Task - Copy out every item below, substituting "tree bark" for each occurrence of "rough bark" and keeping all other text unchanged.

(Dataset records)

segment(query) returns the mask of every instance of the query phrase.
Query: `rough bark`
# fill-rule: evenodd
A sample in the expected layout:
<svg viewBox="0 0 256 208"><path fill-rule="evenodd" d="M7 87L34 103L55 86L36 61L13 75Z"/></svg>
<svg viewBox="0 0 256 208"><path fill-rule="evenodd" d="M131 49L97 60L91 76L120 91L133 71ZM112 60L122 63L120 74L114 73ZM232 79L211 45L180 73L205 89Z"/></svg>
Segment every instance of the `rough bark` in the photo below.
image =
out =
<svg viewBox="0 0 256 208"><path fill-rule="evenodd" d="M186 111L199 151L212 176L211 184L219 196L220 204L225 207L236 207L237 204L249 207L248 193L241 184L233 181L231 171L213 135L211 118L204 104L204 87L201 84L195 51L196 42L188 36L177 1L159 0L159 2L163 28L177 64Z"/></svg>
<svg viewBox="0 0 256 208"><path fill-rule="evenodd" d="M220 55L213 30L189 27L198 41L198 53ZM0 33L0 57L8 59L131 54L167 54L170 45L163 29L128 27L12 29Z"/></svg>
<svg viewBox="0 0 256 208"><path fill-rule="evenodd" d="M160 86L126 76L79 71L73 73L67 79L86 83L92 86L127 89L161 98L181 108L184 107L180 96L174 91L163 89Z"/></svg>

Complete response -
segment(query) returns the mask of every instance of the query phrase.
Query: `tree bark`
# fill-rule: evenodd
A sample in the expected layout:
<svg viewBox="0 0 256 208"><path fill-rule="evenodd" d="M7 87L34 103L55 86L36 61L13 75Z"/></svg>
<svg viewBox="0 0 256 208"><path fill-rule="evenodd" d="M131 49L97 60L91 76L120 91L133 71ZM112 60L122 63L120 74L114 73ZM232 79L211 45L180 73L205 89Z"/></svg>
Segment every instance of the `tree bark` in the photo below.
image =
out =
<svg viewBox="0 0 256 208"><path fill-rule="evenodd" d="M186 111L199 151L212 176L211 184L219 196L220 204L225 207L236 207L237 204L249 207L248 193L241 184L233 181L231 171L213 135L211 118L204 104L204 87L201 84L195 51L196 42L188 36L177 1L159 0L159 2L163 28L177 64Z"/></svg>
<svg viewBox="0 0 256 208"><path fill-rule="evenodd" d="M220 55L213 30L189 27L198 41L198 53ZM0 33L0 57L8 59L131 54L167 54L170 45L163 29L128 27L12 29Z"/></svg>
<svg viewBox="0 0 256 208"><path fill-rule="evenodd" d="M160 86L126 76L79 71L73 73L67 79L86 83L92 86L127 89L161 98L181 108L184 107L180 96L174 91L163 89Z"/></svg>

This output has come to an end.